__The problem__. Reproduce all of the material below with every instance of "single dot" replaced by "single point" and nothing else changed. Leave the pictures out.

__Given entries__.

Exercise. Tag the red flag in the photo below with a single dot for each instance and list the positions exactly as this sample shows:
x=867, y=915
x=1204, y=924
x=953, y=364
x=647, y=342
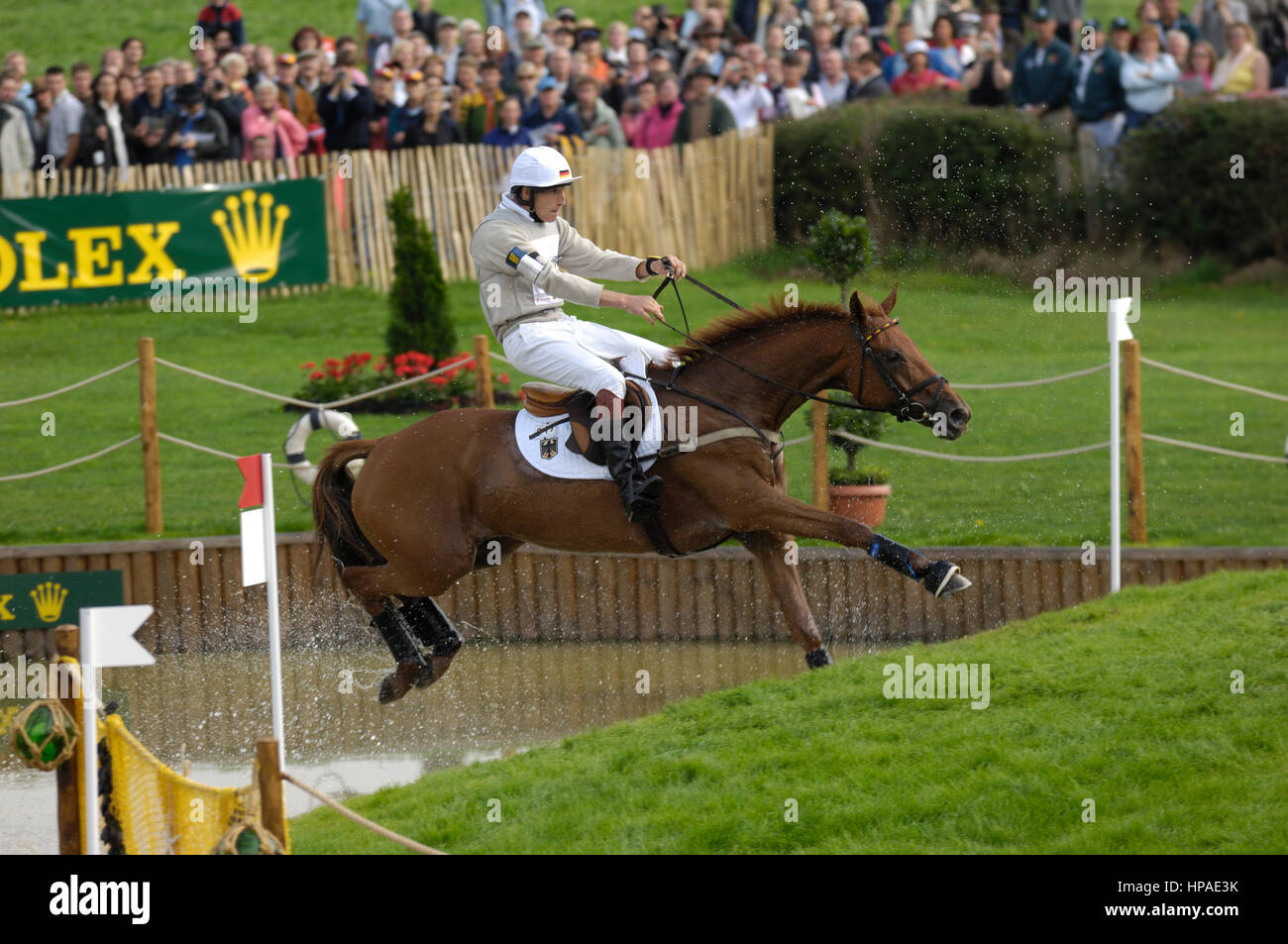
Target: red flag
x=253, y=492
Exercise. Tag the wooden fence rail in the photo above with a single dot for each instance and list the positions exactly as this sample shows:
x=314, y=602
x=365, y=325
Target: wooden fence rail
x=708, y=202
x=544, y=595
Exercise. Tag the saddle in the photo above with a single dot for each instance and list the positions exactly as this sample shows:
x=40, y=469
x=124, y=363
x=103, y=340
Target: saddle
x=545, y=399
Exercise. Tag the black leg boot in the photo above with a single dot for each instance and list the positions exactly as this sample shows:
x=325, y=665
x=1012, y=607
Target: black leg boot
x=432, y=626
x=640, y=492
x=412, y=669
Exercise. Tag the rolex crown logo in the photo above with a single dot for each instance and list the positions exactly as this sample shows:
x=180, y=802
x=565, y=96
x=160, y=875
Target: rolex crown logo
x=254, y=244
x=50, y=597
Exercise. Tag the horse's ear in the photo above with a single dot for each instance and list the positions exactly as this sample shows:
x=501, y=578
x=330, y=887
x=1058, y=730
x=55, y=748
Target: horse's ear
x=888, y=305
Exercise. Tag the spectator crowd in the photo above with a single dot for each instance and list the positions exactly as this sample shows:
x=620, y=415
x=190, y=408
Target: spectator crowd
x=408, y=76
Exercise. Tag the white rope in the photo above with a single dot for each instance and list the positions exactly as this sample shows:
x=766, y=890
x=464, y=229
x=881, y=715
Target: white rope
x=1192, y=374
x=1218, y=450
x=68, y=465
x=71, y=386
x=1031, y=382
x=176, y=441
x=233, y=384
x=952, y=458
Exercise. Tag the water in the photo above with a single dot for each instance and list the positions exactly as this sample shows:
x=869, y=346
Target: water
x=497, y=699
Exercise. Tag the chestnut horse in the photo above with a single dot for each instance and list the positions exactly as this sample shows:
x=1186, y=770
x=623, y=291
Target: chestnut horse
x=432, y=498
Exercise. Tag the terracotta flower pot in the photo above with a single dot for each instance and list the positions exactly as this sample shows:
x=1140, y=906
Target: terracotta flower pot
x=863, y=504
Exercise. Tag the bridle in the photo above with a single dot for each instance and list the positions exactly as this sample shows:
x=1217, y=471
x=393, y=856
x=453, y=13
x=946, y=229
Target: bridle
x=903, y=408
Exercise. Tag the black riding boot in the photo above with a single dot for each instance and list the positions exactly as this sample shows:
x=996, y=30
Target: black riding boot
x=642, y=493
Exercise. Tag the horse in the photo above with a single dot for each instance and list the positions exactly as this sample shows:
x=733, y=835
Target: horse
x=434, y=497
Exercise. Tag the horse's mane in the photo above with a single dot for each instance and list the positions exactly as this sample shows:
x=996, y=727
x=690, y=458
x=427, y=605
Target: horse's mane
x=734, y=327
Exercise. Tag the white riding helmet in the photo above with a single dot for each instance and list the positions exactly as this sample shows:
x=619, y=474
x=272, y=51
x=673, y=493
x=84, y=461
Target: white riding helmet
x=541, y=166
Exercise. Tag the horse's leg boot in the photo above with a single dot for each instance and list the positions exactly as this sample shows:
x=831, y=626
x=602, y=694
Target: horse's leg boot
x=943, y=578
x=818, y=659
x=432, y=626
x=640, y=492
x=412, y=669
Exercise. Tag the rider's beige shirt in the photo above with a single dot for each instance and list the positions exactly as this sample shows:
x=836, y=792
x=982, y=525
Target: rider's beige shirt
x=537, y=286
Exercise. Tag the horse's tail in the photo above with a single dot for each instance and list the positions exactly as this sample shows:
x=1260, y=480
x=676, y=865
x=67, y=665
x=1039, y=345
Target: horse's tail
x=335, y=527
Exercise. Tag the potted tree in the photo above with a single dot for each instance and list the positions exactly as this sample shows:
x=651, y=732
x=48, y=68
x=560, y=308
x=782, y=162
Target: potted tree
x=857, y=492
x=840, y=248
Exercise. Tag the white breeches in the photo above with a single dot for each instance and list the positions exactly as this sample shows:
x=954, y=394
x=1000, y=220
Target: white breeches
x=576, y=353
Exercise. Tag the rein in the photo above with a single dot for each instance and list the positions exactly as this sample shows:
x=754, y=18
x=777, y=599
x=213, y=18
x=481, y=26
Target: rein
x=903, y=408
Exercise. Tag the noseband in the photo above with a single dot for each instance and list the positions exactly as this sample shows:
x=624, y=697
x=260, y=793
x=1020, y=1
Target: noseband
x=903, y=408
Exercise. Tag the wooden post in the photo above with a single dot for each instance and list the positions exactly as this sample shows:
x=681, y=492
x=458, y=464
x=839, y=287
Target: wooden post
x=819, y=421
x=69, y=840
x=483, y=376
x=1133, y=443
x=149, y=428
x=268, y=776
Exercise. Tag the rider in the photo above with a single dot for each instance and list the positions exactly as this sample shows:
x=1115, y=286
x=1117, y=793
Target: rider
x=528, y=261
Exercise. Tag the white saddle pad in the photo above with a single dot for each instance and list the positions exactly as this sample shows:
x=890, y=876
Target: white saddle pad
x=566, y=464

__Exercise solution__.
Exercise. Tag the red flag in the photo below with a single point for each instance and list the positions exactly as this sample shows:
x=867, y=915
x=1204, y=924
x=953, y=364
x=647, y=342
Target: red flag
x=253, y=492
Exercise. Tag the wooden fence rail in the photo above with a single point for each instance and list the positions exactly as this sample shows:
x=314, y=602
x=365, y=325
Target: wooden fence rail
x=708, y=202
x=544, y=595
Exercise. Tag the saddle in the photo above with a single point for each instance and list the positions exactly as this sample shows:
x=40, y=469
x=124, y=363
x=103, y=340
Target: saddle
x=545, y=399
Exercise. Tag the black leg boot in the photo above with a single point for each instance and list the positions exactly as this sample shows:
x=325, y=665
x=1012, y=607
Target: black leg boot
x=432, y=626
x=640, y=492
x=412, y=669
Exercise. Tag the rolex crown logo in the photo above with a single point for each instance and list the positions exactly as this sample shows:
x=180, y=802
x=565, y=96
x=160, y=875
Target: rolex crown logo
x=254, y=244
x=50, y=597
Exercise. Tag the horse's ear in the photo above with a single point for each instance and list the positions exactly as this sample shows:
x=501, y=578
x=330, y=887
x=1058, y=730
x=55, y=748
Target: horse's ear
x=888, y=305
Exercise. Tag the spectator crowd in the photo above with a single point for each instance and list the positions exactly as this sample shows:
x=620, y=415
x=190, y=408
Target: spectator crowd
x=408, y=76
Exercise. Tag the white rope in the photo above with a single point for each instance and list the positions exactly as this sample shows:
x=766, y=890
x=464, y=229
x=881, y=715
Target: white rope
x=1192, y=374
x=1218, y=450
x=68, y=465
x=71, y=386
x=1031, y=382
x=176, y=441
x=233, y=384
x=952, y=458
Exercise. Tag the water in the photo above with a single point for each instance and list the positions exactly as this sample shows:
x=869, y=346
Target: water
x=497, y=699
Exercise. Tag the chestnut horse in the photo above with a single point for each instance and list the positions exactly as this sample shows:
x=1186, y=770
x=623, y=291
Target: chestnut horse
x=432, y=498
Exercise. Tag the terracotta flower pot in the photo above with a single point for each instance and list the positions exactly as this sample shows:
x=1140, y=906
Target: terracotta flower pot
x=863, y=504
Exercise. Tag the bridle in the photo above with a single point for each instance and list the positions exactly as this sample shows:
x=1217, y=471
x=393, y=856
x=453, y=13
x=946, y=229
Target: bridle
x=903, y=408
Exercise. Tag the black riding boot in the photo above with a single point for each instance and list the positions exactly as this sample shows:
x=996, y=30
Target: black riding boot
x=642, y=493
Exercise. Tag the horse in the photo above with a single point for each instance and list the positions exactly as this sample shows:
x=733, y=835
Target: horse
x=434, y=497
Exercise. Tag the horse's mane in the photo above with a single point for each instance and list the positions exactly as this sample shows:
x=996, y=727
x=690, y=458
x=427, y=605
Target: horse's mane
x=734, y=327
Exercise. Tag the white riding helmet in the photo above with a single point for each instance and list the positions exactly as this sample shows:
x=619, y=474
x=272, y=51
x=673, y=493
x=84, y=461
Target: white riding helmet
x=541, y=166
Exercise. Tag the horse's leg boot in the photo above with a single point for each instance and list the positions exactly as this sample shows:
x=831, y=626
x=602, y=694
Target: horse's leg boot
x=943, y=578
x=818, y=659
x=432, y=626
x=640, y=492
x=412, y=669
Exercise. Tag the rider's beige shirt in the photo above with a single point for each instance and list the positions exactly as this sample shows:
x=836, y=792
x=982, y=525
Target: rider's beige shirt
x=537, y=286
Exercise. Tag the horse's tail in the photo above with a single point for each instance and list the positions exactly as this sample shows:
x=1260, y=480
x=676, y=865
x=67, y=665
x=1039, y=345
Target: horse's tail
x=335, y=527
Exercise. Tag the potted tree in the photo above with a single point for each instance and list the positions exactly as this sample shows:
x=651, y=732
x=48, y=68
x=560, y=308
x=782, y=162
Target: potted tree
x=857, y=492
x=840, y=248
Exercise. Tag the white breeches in the photo above with a single point for each instance and list the positions exactly as this sample shows:
x=954, y=394
x=1000, y=220
Target: white breeches
x=576, y=353
Exercise. Tag the rein in the photo above with a single point for each instance and list the positions exactly as this sample shows:
x=754, y=18
x=777, y=599
x=213, y=18
x=481, y=26
Target: rein
x=903, y=408
Exercise. Tag the noseband in the photo above with a single point for each instance and list the positions exactly as this sample shows:
x=624, y=697
x=260, y=793
x=1020, y=1
Target: noseband
x=903, y=408
Exercise. Tag the wooden post in the photo above with a single point for each instance and list the positions exactly as this sample shows:
x=681, y=492
x=458, y=464
x=839, y=287
Target: wooden post
x=819, y=421
x=69, y=840
x=483, y=376
x=1133, y=443
x=149, y=428
x=268, y=776
Exercise. Tag the rider in the photo above with a single point for each instance and list the positions exactly as this sample shows:
x=1115, y=286
x=1117, y=793
Target: rider
x=528, y=261
Exercise. Tag the white saddle pad in the photo above with a single point for each instance and list the positions exactly as this sample shows:
x=890, y=876
Target: white saddle pad
x=566, y=464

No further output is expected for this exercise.